• What needs to be done:
Report every line in the items below that contains the word "pink", treating uppercase and lowercase as different.

— start of Provided records —

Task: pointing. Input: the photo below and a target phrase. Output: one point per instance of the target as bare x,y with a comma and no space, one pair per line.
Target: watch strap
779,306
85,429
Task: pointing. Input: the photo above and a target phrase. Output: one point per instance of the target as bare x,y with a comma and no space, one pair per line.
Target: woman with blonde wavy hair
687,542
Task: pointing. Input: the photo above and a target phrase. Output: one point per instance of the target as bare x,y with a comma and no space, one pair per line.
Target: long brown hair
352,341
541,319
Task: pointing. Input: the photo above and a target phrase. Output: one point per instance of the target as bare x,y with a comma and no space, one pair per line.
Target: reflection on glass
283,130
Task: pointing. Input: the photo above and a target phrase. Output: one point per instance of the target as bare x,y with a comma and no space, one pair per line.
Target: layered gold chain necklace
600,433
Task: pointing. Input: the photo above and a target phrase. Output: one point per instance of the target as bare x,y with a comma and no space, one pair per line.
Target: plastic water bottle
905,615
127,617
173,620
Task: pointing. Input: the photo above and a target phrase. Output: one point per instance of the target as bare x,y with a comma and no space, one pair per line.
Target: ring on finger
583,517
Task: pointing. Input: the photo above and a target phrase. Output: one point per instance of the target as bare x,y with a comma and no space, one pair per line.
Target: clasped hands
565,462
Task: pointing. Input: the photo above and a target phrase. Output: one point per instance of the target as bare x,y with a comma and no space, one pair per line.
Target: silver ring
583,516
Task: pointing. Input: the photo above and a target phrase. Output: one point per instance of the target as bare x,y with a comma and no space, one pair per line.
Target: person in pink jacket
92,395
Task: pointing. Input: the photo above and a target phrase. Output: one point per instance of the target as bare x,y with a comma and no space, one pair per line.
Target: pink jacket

— end of Provided records —

• The result:
Target: person in pink jacket
Target: pink jacket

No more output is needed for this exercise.